> Stated exercise:
Rewrite all of the entries below with "in this photo" changed to "in this image" wherever it appears, leaving everything else the same.

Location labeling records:
* * * * * * *

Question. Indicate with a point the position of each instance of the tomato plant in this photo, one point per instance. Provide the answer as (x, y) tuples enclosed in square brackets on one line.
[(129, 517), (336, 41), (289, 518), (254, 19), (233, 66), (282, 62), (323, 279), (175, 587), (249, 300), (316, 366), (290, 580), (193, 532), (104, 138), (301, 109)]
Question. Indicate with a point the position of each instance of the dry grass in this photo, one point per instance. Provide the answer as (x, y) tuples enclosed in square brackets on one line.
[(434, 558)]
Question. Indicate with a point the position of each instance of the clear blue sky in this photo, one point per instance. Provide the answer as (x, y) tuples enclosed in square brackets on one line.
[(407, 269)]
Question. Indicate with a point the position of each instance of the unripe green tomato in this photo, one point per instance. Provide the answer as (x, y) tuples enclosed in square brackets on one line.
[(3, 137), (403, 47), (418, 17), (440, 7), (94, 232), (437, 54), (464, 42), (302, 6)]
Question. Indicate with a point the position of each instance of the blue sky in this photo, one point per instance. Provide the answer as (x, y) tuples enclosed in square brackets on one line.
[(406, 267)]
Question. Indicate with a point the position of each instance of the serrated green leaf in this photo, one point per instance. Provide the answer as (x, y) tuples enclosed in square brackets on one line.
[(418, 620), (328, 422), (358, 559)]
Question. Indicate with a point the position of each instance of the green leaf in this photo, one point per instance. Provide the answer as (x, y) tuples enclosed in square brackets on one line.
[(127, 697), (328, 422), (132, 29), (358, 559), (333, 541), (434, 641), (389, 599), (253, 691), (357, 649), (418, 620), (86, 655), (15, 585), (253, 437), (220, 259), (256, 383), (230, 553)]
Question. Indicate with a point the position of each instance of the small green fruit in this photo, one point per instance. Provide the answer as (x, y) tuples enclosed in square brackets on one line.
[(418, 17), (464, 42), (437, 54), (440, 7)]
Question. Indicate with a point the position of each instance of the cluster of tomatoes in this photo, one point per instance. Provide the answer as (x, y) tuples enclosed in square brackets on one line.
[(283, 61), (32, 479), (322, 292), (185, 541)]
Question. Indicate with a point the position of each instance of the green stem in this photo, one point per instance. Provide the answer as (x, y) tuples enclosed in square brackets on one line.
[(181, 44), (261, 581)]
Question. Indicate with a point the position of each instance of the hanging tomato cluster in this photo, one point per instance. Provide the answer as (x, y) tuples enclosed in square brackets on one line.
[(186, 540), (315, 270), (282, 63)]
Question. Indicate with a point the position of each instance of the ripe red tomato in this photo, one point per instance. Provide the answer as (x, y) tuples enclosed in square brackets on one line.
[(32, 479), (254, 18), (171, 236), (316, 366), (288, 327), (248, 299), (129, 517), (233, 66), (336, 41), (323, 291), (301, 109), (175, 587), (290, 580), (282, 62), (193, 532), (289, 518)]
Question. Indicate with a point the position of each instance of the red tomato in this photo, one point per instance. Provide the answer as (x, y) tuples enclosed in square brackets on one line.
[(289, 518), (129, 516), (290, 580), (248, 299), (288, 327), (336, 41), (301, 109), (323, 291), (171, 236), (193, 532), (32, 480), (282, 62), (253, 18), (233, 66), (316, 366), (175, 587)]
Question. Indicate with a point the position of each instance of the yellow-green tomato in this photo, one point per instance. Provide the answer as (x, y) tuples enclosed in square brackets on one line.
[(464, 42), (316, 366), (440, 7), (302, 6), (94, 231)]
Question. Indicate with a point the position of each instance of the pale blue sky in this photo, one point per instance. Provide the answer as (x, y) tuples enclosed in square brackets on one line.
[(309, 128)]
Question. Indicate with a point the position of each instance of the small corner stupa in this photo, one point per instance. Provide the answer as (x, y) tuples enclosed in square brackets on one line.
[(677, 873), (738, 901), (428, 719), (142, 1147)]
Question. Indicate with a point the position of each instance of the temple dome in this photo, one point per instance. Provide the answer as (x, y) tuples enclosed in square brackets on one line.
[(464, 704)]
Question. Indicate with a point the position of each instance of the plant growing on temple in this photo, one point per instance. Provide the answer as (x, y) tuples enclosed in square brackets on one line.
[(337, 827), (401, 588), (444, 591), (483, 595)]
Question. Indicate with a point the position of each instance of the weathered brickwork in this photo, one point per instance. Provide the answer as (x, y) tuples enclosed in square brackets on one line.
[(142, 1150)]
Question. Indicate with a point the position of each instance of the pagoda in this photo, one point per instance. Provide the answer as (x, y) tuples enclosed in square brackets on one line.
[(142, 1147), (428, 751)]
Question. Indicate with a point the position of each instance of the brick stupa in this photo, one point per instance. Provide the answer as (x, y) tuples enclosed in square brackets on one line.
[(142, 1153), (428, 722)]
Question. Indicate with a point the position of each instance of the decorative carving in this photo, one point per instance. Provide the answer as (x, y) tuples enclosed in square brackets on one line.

* * * * * * *

> Task solution:
Question. Indicate with a point the position of each instance of the tomato plant in this image, one point per instance. Provide the answer as (x, y) tuples enclosed in square brackets on one line.
[(129, 517), (336, 41), (289, 518), (254, 19), (233, 66), (282, 62), (323, 279), (175, 587), (249, 300), (316, 366), (290, 580), (193, 532), (104, 138), (301, 109)]
Question. Indicate with a point the position of each instance of the dry grass in this image, one point per instance. Provide the answer as (x, y) tuples enclosed in square brackets on one line.
[(434, 558)]
Question. Indicate with a point the position of each instance of the clear blue sky in this image, one point per instance. Provide the answer as (x, y) tuples enclosed in square brackets on one line.
[(407, 269)]
Question. Indicate with a point the position of each instance of the unripe green tomato in this image, one point per instance. Provide the answer as (x, y) tuples enclosed in square brackets on one line.
[(3, 137), (403, 47), (418, 17), (440, 7), (94, 232), (437, 54), (464, 42), (302, 6)]
Question. Indicate with a point the position of each instance of the blue sky in this image, one point per instance. Provide the answer as (x, y) tuples enclosed in square brackets on one line.
[(406, 267)]
Question. Indicate with a point the position of each instance of the serrated green leaf in this image, one point per instance. Provide the answer as (x, y) tuples enclosed in square brackets on one line.
[(418, 620), (328, 422), (358, 559)]
Question. Indicate with a point the position of each instance of the green leaf in this image, one point per instance. Provide the answer as (x, y) tuples enclosed in square brackets on one line.
[(127, 697), (328, 422), (132, 29), (358, 559), (333, 541), (434, 641), (389, 599), (253, 691), (357, 649), (418, 620), (86, 655), (15, 585), (253, 437), (220, 259), (256, 383), (230, 553)]
Question. Indicate with a point the position of each instance of the small green fruit in this image, one point per instance. Provide the answer as (x, y) tuples enclosed in square brackets on one line.
[(418, 17), (464, 42), (437, 54), (440, 7)]
Question. Indicate with a point the position of each instance of the cluster of tomatoes in this image, one point per instance. Provide the answer as (x, y) tuples enclosed in square brackets on one line.
[(283, 61), (32, 479), (322, 292), (185, 541)]
Question. Indicate with a point the position of each instance of the green stem in this image, one point per instance. Provide the answer as (x, y) tuples enclosed in square brackets on one line.
[(181, 44), (261, 581)]
Question. Indicate with a point the position of each instance of the hanging tomato cluster in this image, one point per instance. Provide the answer as (x, y) tuples enclosed in square brackets on one line.
[(186, 540), (315, 270), (282, 63)]
Question. Indicate with a point the position of each instance of the ripe red tomato in this image, one point per instance. Provide the answer as (x, y) tuples enclosed in square brackets on one line.
[(32, 479), (254, 18), (171, 236), (316, 366), (288, 327), (248, 299), (129, 517), (233, 66), (336, 41), (323, 291), (301, 109), (175, 587), (290, 580), (282, 62), (193, 532), (289, 518)]
Question. Indicate with a point the position of each instance of the red tomato in this image, one point per instance. Provide the answer as (x, y) tuples enclosed in square brackets on one line.
[(289, 518), (129, 516), (290, 580), (248, 299), (288, 327), (336, 41), (301, 109), (323, 291), (171, 236), (193, 532), (32, 480), (282, 62), (253, 18), (233, 66), (316, 366), (175, 587)]
Question. Indicate with a point the position of each instance of the yellow-green tomato in this image, one point per instance. Provide the answer as (x, y) tuples enclosed in square brackets on one line.
[(464, 42), (316, 366), (440, 7), (302, 6), (94, 231)]
Question. Indicate with a point the position of each instance of the pale blue sky in this image, one point per instance. Provide the answer as (x, y) tuples enclosed in square brackets on one line.
[(309, 128)]
Question. Indicate with a point the position of each instance of the small corner stupa in this image, one point per instance. Provide the answer as (x, y) tuples enclosed in square brackets on one line.
[(677, 873), (738, 901), (428, 719), (142, 1147)]
Question. Indicate with a point the position of each instance of the temple dome in this image, one point per instance. Provide the answer as (x, y) tuples enclosed in square brackets on one line.
[(464, 704)]
Question. Indicate with a point the position of each instance of the plant growing on temple in this image, one point per instance. Provide the answer as (x, y) tuples enclosed in square brackets on one line.
[(337, 827), (401, 588), (444, 591), (483, 595)]
Question. Indicate with a point the position of each instance of the weathered brickwork in this image, one point per instance. Provide the answer as (x, y) tuples enclosed in square brackets on one line.
[(142, 1150)]
Question. Indicate with a point the position of each instance of the pagoda in this image, one point per instance. Provide the answer as (x, y) tuples enclosed in square brackets on one line.
[(142, 1147), (428, 751)]
Question. Indicate with a point the position of each instance of the brick stupa in this image, one point per instance. Provide the answer as (x, y) tuples enclosed in square brackets on one line.
[(142, 1153), (428, 722)]
Question. Indicate with a point the position of each instance of the decorative carving in this image, one point per instance. Provide the answer as (x, y) tuples enclosed in square brackets on one line.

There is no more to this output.